**Input data**
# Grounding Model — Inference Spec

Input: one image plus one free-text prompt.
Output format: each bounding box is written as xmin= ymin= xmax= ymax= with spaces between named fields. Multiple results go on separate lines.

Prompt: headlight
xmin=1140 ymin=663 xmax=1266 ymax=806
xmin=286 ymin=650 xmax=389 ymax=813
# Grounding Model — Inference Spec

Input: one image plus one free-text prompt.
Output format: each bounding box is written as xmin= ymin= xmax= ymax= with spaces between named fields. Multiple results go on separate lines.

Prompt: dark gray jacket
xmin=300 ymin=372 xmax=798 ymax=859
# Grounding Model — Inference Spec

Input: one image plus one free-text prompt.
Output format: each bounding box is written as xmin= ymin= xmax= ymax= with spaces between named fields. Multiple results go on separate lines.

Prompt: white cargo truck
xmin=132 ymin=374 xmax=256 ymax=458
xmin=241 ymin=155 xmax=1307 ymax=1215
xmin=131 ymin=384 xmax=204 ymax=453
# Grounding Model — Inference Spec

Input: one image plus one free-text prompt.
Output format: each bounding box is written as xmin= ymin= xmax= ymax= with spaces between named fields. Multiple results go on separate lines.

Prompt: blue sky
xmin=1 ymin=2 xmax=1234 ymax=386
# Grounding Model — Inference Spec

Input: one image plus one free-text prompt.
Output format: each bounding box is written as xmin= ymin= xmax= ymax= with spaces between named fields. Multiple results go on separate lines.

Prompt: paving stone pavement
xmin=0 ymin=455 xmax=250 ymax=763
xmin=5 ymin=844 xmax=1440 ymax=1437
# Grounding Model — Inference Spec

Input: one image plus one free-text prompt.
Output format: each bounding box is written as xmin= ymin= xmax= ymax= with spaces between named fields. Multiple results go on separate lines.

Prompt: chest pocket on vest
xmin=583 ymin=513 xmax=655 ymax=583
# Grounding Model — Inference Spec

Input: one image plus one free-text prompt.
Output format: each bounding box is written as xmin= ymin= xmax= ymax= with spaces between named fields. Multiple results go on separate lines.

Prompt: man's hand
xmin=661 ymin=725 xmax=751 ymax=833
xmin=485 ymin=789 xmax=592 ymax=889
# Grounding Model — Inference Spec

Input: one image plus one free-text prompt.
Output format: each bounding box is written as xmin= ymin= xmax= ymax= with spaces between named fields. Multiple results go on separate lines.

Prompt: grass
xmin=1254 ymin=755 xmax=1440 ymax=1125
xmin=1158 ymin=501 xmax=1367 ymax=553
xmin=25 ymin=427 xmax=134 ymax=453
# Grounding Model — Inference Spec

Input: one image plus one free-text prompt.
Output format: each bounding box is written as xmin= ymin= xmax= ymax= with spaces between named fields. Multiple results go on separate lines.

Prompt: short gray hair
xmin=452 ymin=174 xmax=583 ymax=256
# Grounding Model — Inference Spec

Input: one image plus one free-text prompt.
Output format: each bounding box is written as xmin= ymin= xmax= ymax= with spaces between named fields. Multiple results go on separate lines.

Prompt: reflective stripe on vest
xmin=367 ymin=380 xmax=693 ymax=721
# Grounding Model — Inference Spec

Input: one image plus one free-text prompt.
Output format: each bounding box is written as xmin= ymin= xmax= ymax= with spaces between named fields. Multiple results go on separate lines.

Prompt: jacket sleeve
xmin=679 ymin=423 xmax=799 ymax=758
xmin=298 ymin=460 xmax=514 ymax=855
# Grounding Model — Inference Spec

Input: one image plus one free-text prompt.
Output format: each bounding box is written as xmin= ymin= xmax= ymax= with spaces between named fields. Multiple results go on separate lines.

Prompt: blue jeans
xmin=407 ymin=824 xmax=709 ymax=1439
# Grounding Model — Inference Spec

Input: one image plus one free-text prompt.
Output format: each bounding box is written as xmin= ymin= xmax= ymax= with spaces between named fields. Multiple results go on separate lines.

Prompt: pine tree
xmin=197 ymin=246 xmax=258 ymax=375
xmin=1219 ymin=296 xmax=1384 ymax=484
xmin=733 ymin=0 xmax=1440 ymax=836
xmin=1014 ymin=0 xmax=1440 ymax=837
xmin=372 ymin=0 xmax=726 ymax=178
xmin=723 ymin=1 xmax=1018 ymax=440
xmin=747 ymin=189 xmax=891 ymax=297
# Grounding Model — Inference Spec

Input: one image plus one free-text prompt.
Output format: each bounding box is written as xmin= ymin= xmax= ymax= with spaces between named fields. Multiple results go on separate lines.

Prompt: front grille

**Task requirements**
Copy every line above without changes.

**Solution to this problem**
# Grounding Model — Inference Spec

Input: one image plus one free-text prompt.
Output format: each bounding box is written as xmin= ymin= xmax= ymax= with spaces between named fields. Multiple results go on separate lines.

Prompt: headlight
xmin=1140 ymin=663 xmax=1266 ymax=806
xmin=286 ymin=650 xmax=389 ymax=813
# Grounding Model — Inference Spec

Input: one image plus one free-text prompt.
Output format: each bounding box is written as xmin= ymin= xmax= ymax= with spaces between named fields. Multiple results go on separate lines.

Prompt: dark gray jacket
xmin=300 ymin=372 xmax=798 ymax=859
# Grounding Model — Inference Spec

Input: one image plus one free-text prompt.
Output format: each bounding box is written as xmin= ymin= xmax= ymax= with spaces between named fields. Multiple results go on separate lines.

Prompt: white cargo truck
xmin=132 ymin=374 xmax=256 ymax=458
xmin=241 ymin=155 xmax=1307 ymax=1215
xmin=131 ymin=384 xmax=204 ymax=453
# Grounding Model — Inference Spec

Input: one image plus one free-text prompt.
Output format: each bounding box is written as xmin= ymin= xmax= ymax= with spaces between named fields. Multiple results go on separate lines.

Prompt: blue sky
xmin=1 ymin=2 xmax=1234 ymax=386
# Grounding Model — Inference Spec

Input: one image plus one free-text prompt.
Output format: each bounding box is written as xmin= ymin= xmax= ymax= with spaces between named fields. Multiple results go on separate lines.

Prompt: paving stone pavement
xmin=0 ymin=455 xmax=250 ymax=763
xmin=5 ymin=844 xmax=1440 ymax=1437
# Grounding Model — Inference Spec

Input: one image plus one free-text prompt.
Output format: each bounding box is written as xmin= ymin= xmax= ymax= with spaces between named fields. Multiple results go on separate lines.

Prompt: chest pocket on vest
xmin=583 ymin=513 xmax=655 ymax=583
# Grounding Model — Inference Spec

Input: one image plus one free-text prompt.
Output format: each bounding box is written as xmin= ymin= xmax= ymax= with spaces between named fields. Multiple results go on separate lines.

Prompt: man's hand
xmin=661 ymin=725 xmax=751 ymax=833
xmin=485 ymin=789 xmax=592 ymax=889
# Grounding Model — Inference Spec

Input: one image plus one free-text prompt.
Output format: each bounding box is written as xmin= ymin= xmax= ymax= with spaces between named fields. Multiple results go on separate lines.

Prompt: grass
xmin=1254 ymin=755 xmax=1440 ymax=1125
xmin=1158 ymin=501 xmax=1367 ymax=553
xmin=25 ymin=427 xmax=134 ymax=453
# Grounding Model — Inference Spec

Input: one image plus one free-text prompt.
Output format: each bounding box is written as xmin= ymin= xmax= ymax= with spaces between named fields. Multiple results go on separate lines.

Prompt: short gray hair
xmin=452 ymin=174 xmax=583 ymax=256
# Grounding Model — Inference Spec

Input: one image plus one free-text prompt.
Output format: each bounding box is written as xmin= ymin= xmax= ymax= with spaces between named fields. Multiple results go on separate lines.

Prompt: reflective stripe on vest
xmin=367 ymin=380 xmax=693 ymax=721
# Grounding Model — Inference Spec

Input: one image plus one free-text prompt.
Output format: each bounding box is written as xmin= ymin= xmax= ymax= with spaces between named fields. Multiple results go on separate lines.

Prompt: jacket sleeve
xmin=679 ymin=423 xmax=799 ymax=758
xmin=298 ymin=460 xmax=514 ymax=855
# Grounding Model — Inference Spec

Input: one image plus one free-text prompt.
Output format: each bounding box is written as xmin= ymin= xmax= ymax= with spaces between named fields. Multiple results go on separate lines.

Prompt: blue jeans
xmin=407 ymin=824 xmax=709 ymax=1439
# Grounding Model — Inference Spec

Input: one image plus one free-text prompt.
Output format: each bounding box is written as xmin= ymin= xmax= ymax= with spaces between named fields. Multiple results go on separate lines.

Prompt: pine tree
xmin=197 ymin=246 xmax=258 ymax=375
xmin=1219 ymin=296 xmax=1384 ymax=484
xmin=733 ymin=0 xmax=1440 ymax=836
xmin=1014 ymin=0 xmax=1440 ymax=837
xmin=372 ymin=0 xmax=726 ymax=178
xmin=723 ymin=1 xmax=1018 ymax=440
xmin=747 ymin=189 xmax=891 ymax=297
# Grounding Model — Inference Spec

Input: one image plus one free-text prompt.
Output format: each bounding box is written as xmin= ymin= xmax= ymax= with spaces between named fields. Multiple results go on separate lines.

Prompt: front grille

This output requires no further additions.